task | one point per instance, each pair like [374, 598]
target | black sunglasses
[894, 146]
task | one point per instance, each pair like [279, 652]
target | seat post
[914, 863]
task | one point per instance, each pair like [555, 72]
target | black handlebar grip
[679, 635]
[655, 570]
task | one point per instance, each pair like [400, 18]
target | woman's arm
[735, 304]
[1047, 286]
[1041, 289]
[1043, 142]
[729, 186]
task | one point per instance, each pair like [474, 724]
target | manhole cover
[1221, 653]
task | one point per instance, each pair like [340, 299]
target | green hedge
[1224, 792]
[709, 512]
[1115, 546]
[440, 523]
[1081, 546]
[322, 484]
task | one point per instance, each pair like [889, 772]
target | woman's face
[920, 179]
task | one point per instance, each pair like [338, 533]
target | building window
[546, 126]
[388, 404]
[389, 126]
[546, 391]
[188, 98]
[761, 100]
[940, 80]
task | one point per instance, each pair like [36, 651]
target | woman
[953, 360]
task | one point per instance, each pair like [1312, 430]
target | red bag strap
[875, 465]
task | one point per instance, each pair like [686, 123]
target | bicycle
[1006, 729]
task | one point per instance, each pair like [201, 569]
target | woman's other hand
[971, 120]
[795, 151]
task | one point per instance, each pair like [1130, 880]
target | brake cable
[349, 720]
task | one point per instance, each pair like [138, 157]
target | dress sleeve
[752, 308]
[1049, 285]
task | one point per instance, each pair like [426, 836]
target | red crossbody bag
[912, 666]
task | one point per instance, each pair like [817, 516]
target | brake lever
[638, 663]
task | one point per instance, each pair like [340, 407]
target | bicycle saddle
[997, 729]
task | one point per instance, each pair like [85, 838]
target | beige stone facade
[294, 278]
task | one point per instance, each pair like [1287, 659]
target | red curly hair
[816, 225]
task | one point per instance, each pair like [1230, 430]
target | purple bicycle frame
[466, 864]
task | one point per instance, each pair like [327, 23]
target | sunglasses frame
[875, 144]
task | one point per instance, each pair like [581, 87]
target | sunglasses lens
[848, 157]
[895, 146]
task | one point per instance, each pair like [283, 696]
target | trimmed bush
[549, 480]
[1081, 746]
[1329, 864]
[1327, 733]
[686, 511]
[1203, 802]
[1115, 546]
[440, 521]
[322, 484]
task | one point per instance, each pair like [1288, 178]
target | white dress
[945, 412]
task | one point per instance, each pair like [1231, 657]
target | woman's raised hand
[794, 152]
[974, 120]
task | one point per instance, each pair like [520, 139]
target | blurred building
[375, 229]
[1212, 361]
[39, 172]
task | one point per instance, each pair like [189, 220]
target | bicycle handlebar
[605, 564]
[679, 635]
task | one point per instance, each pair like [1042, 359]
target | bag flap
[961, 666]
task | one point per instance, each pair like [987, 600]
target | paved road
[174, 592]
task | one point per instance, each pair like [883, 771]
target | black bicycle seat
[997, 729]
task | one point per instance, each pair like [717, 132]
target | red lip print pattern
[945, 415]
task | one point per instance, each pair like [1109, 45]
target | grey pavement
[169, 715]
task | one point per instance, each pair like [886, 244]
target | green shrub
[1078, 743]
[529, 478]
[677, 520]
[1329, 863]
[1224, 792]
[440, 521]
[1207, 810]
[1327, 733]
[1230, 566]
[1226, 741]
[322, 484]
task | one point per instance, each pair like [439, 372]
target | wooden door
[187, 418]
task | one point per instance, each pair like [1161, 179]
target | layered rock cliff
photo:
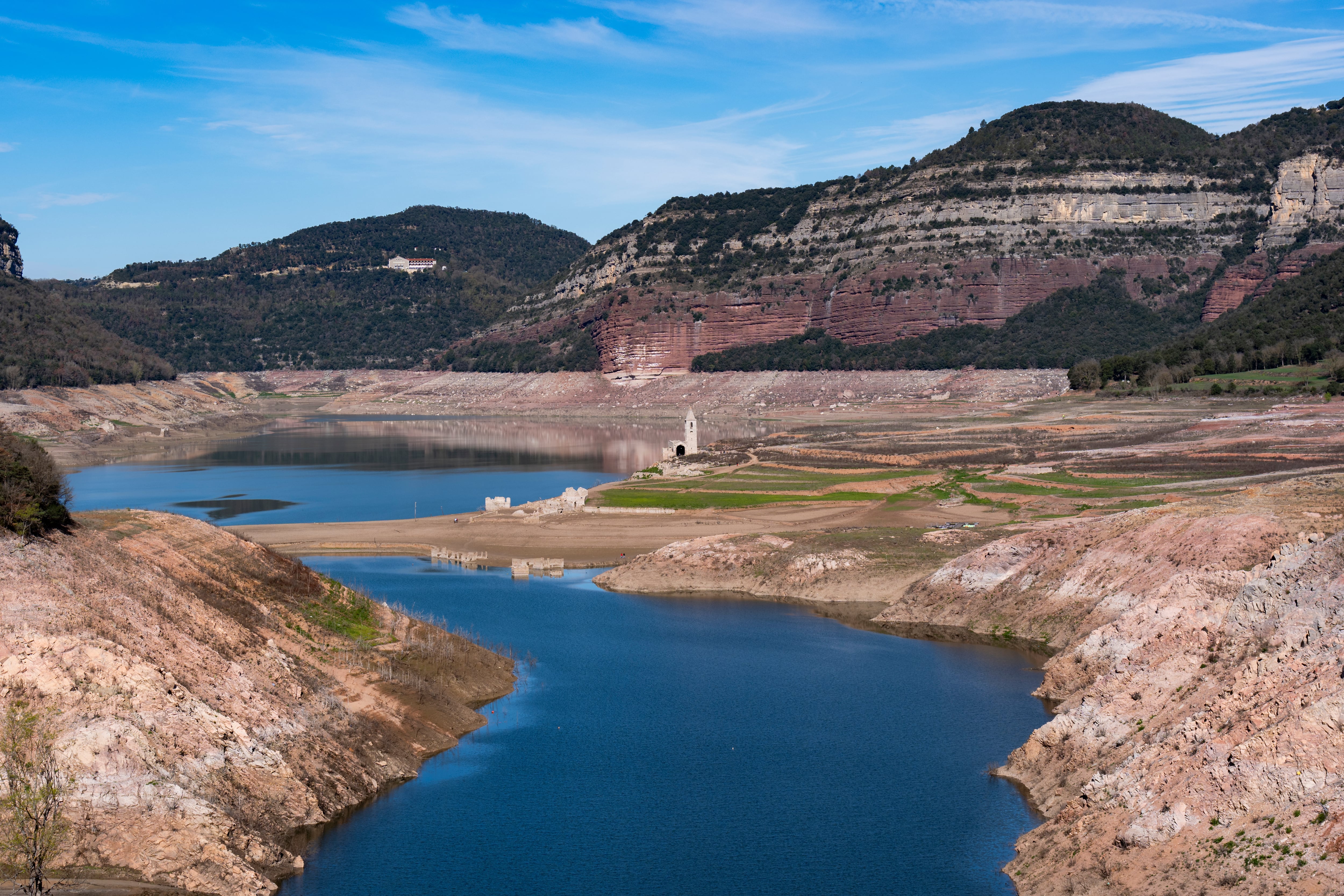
[205, 711]
[952, 241]
[11, 262]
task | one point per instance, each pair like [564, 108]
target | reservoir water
[694, 746]
[658, 746]
[331, 469]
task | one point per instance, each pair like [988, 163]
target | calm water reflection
[326, 469]
[694, 746]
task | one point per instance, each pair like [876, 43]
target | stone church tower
[690, 441]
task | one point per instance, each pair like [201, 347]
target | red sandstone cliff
[875, 264]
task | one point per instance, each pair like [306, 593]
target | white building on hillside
[410, 265]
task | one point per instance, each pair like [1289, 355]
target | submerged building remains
[689, 444]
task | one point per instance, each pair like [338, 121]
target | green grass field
[705, 500]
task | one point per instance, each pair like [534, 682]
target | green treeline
[569, 348]
[45, 342]
[1296, 323]
[33, 488]
[326, 319]
[343, 308]
[1069, 326]
[503, 245]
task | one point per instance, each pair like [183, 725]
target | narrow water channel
[693, 746]
[658, 746]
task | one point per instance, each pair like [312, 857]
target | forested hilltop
[323, 297]
[45, 342]
[1299, 322]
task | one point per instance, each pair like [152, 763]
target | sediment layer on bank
[214, 698]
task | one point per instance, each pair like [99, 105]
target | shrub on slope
[33, 490]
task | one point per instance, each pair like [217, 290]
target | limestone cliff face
[201, 723]
[940, 248]
[11, 262]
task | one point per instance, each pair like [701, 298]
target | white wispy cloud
[732, 18]
[48, 201]
[1228, 91]
[556, 38]
[898, 142]
[1088, 15]
[396, 115]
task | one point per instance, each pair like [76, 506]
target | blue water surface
[334, 471]
[693, 746]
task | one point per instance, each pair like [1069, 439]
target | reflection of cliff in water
[410, 444]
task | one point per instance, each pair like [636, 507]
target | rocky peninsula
[216, 698]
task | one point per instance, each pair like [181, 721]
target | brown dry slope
[205, 712]
[1198, 676]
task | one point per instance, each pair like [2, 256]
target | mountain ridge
[905, 250]
[323, 296]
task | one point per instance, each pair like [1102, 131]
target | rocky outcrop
[1257, 276]
[1197, 681]
[11, 262]
[1237, 283]
[1308, 190]
[940, 248]
[202, 715]
[662, 331]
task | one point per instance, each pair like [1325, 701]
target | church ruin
[689, 444]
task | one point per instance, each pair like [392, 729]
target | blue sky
[151, 131]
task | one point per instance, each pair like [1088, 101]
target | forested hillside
[1302, 320]
[1042, 198]
[322, 297]
[44, 342]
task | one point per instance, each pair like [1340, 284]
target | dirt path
[592, 539]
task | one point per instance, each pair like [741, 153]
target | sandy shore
[591, 539]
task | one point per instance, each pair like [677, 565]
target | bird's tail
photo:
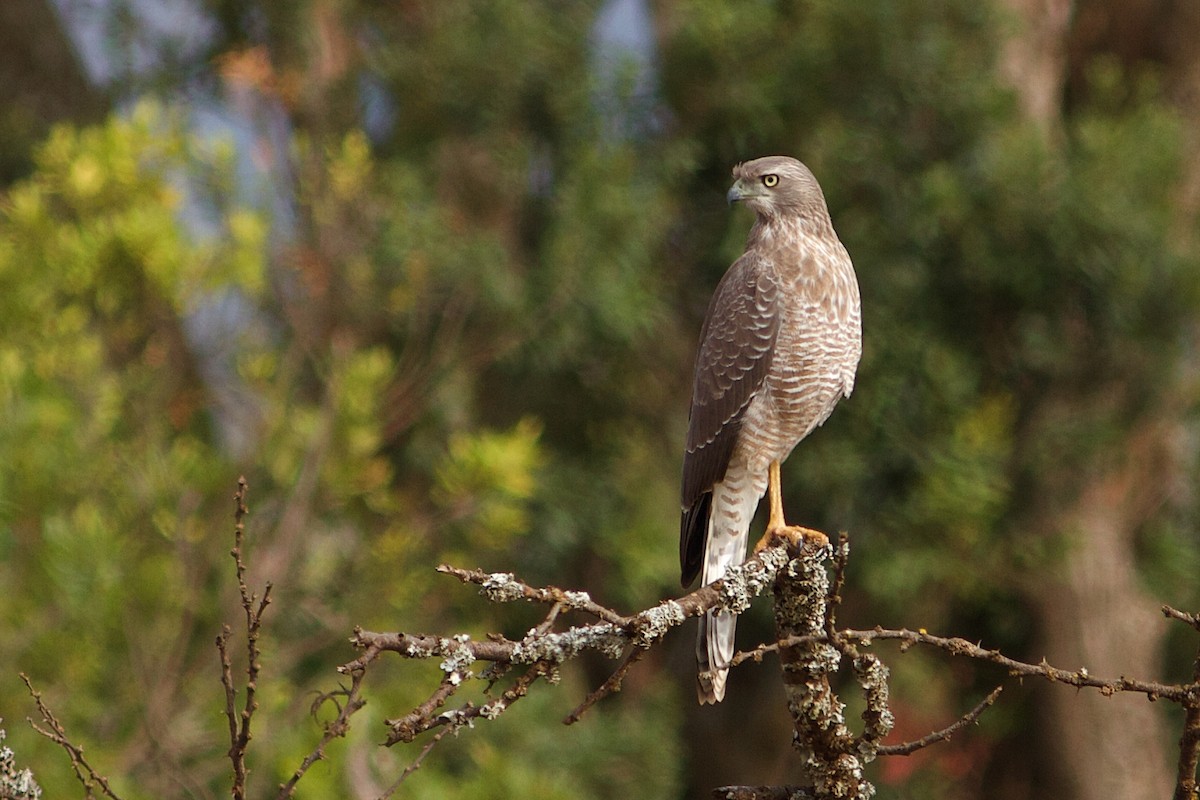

● ● ● ● ● ● ●

## BRIEF
The pictures in the listing above are to be dropped, and everything else reproduced exactly.

## YOUR SOLUTION
task | one point per instance, each pair like [374, 598]
target | black sunglasses
[894, 146]
task | one point per instance, each pair like [279, 652]
target | seat post
[914, 863]
task | one point per instance, each pair like [555, 72]
target | black handlebar grip
[679, 635]
[655, 570]
task | one point per instance, each pair like [400, 18]
target | woman's arm
[735, 304]
[1047, 286]
[1041, 289]
[1043, 142]
[729, 186]
task | one point per instance, each pair like [474, 724]
target | manhole cover
[1221, 653]
task | one point per instance, each pair like [340, 299]
target | green hedge
[1224, 792]
[709, 512]
[1115, 546]
[440, 523]
[1081, 546]
[322, 484]
task | one point per instance, each pair like [889, 772]
target | woman's face
[920, 179]
task | one point per instance, each pair like [338, 533]
target | building window
[546, 126]
[388, 404]
[389, 126]
[546, 391]
[188, 98]
[761, 100]
[940, 80]
task | one point per instance, each pair like [36, 651]
target | woman
[953, 360]
task | one point per instance, each pair like [1312, 430]
target | red bag strap
[875, 465]
task | one point per instance, each pair like [686, 123]
target | bicycle
[1006, 729]
task | one point per instance, each pair like [201, 569]
target | woman's other hand
[971, 120]
[795, 151]
task | one point per instance, each pair like [1130, 880]
target | brake cable
[349, 720]
task | one point per instance, each pair like [138, 157]
target | dress sleeve
[752, 308]
[1049, 285]
task | one point per instance, each pair like [426, 836]
target | red crossbody bag
[912, 666]
task | one point per instance, each pair like [817, 516]
target | brake lever
[638, 663]
task | one point per instance, each pair like [340, 407]
target | bicycle saddle
[997, 729]
task | one point per instance, each pair like [85, 838]
target | beige stone facade
[294, 278]
task | one point per instance, each pair like [1287, 659]
target | red curly hair
[816, 225]
task | one point per instance, each pair like [1230, 430]
target | purple bicycle frame
[466, 864]
task | one point per instance, each pair like [327, 23]
target | sunglasses frame
[875, 144]
task | one point per instance, each pair like [581, 87]
target | sunglasses lens
[848, 157]
[895, 146]
task | one point per instance, each pair like [283, 696]
target | trimmed bush
[549, 480]
[1081, 746]
[1329, 864]
[1327, 733]
[686, 511]
[1203, 802]
[1115, 546]
[440, 521]
[322, 484]
task | one point per instance, each pair like [1288, 178]
target | white dress
[945, 412]
task | one point per instance, each pair like [1231, 657]
target | woman's raised hand
[794, 152]
[974, 120]
task | one point per instance, each pair like [520, 139]
target | blurred building
[375, 229]
[1212, 361]
[39, 172]
task | one point per instance, each pair like [189, 220]
target | bicycle handlebar
[605, 564]
[679, 635]
task | one point per instance, each pair like [1042, 359]
target | bag flap
[961, 666]
task | one point per instance, each pair like [987, 600]
target | paved road
[174, 592]
task | one point per instance, each pair like [883, 771]
target | black bicycle seat
[997, 729]
task | one point per instance, each pair like [717, 132]
target | red lip print pattern
[945, 415]
task | one point per instance, each pair like [1109, 45]
target | grey pavement
[169, 715]
task | one point per instance, each pair like [886, 244]
target | green shrub
[1078, 743]
[529, 478]
[677, 520]
[1329, 863]
[1224, 792]
[440, 521]
[1207, 810]
[1327, 733]
[1230, 566]
[1226, 741]
[322, 484]
task | one point per instance, each pair like [439, 372]
target | wooden door
[187, 418]
task | one point per instance, each pair like [1161, 179]
target | layered rock cliff
photo:
[205, 711]
[952, 241]
[11, 262]
task | one point per instance, each pair like [564, 108]
target | reservoir water
[694, 746]
[658, 746]
[331, 469]
task | one point per instance, each pair like [988, 163]
target | calm water reflection
[326, 469]
[694, 746]
task | one point per instance, each pair like [876, 43]
target | stone church tower
[690, 441]
task | one point per instance, each pair like [201, 347]
target | red sandstone cliff
[875, 264]
task | one point per instance, each pair like [306, 593]
target | white building on hillside
[410, 265]
task | one point per instance, each pair like [1289, 355]
target | submerged building remains
[689, 444]
task | one point per instance, each pair like [338, 121]
target | green grass field
[705, 500]
task | one point per instance, each pair like [534, 682]
target | green treeline
[569, 348]
[45, 342]
[1296, 323]
[33, 488]
[326, 319]
[343, 308]
[1069, 326]
[503, 245]
task | one point per instance, each pair like [183, 725]
target | narrow water channel
[693, 746]
[658, 746]
task | one point per instance, each pair like [312, 857]
target | forested hilltop
[323, 297]
[45, 342]
[1299, 322]
task | one point per instance, each pair like [152, 763]
target | sediment layer on bank
[214, 698]
task | one point per instance, each pair like [99, 105]
target | shrub on slope
[33, 490]
task | one point per instance, each pair like [217, 290]
target | limestone cliff face
[201, 723]
[940, 248]
[11, 262]
task | one point per instance, each pair like [701, 298]
target | white wispy cloud
[732, 18]
[48, 201]
[1228, 91]
[556, 38]
[898, 142]
[1088, 15]
[396, 115]
task | one point per instance, each pair like [76, 506]
target | blue water surface
[334, 471]
[693, 746]
task | one point per instance, each pair like [1069, 439]
target | reflection of cliff in water
[410, 444]
task | one point per instance, each pair like [636, 507]
target | rocky peninsula
[216, 698]
task | one point per instance, each pair like [181, 721]
target | brown dry slope
[205, 712]
[1198, 676]
task | one point per instance, each pair like [2, 256]
target | mountain ridge
[905, 250]
[323, 296]
task | one point per instance, each pair like [1102, 131]
target | rocky outcrop
[1257, 276]
[1197, 681]
[11, 262]
[1237, 283]
[1308, 190]
[940, 248]
[202, 715]
[662, 331]
task | one point per instance, each pair like [1325, 701]
target | church ruin
[689, 444]
task | one point per instance, each pair like [392, 729]
target | blue sky
[151, 131]
task | one point per instance, each pair like [1088, 101]
target | forested hillside
[1302, 320]
[1042, 198]
[322, 297]
[44, 342]
task | one point per instance, each pair like [1340, 284]
target | dirt path
[592, 539]
task | one point per instance, each pair like [741, 153]
target | sandy shore
[591, 539]
task | one point per instance, each pair like [677, 565]
target | bird's tail
photo:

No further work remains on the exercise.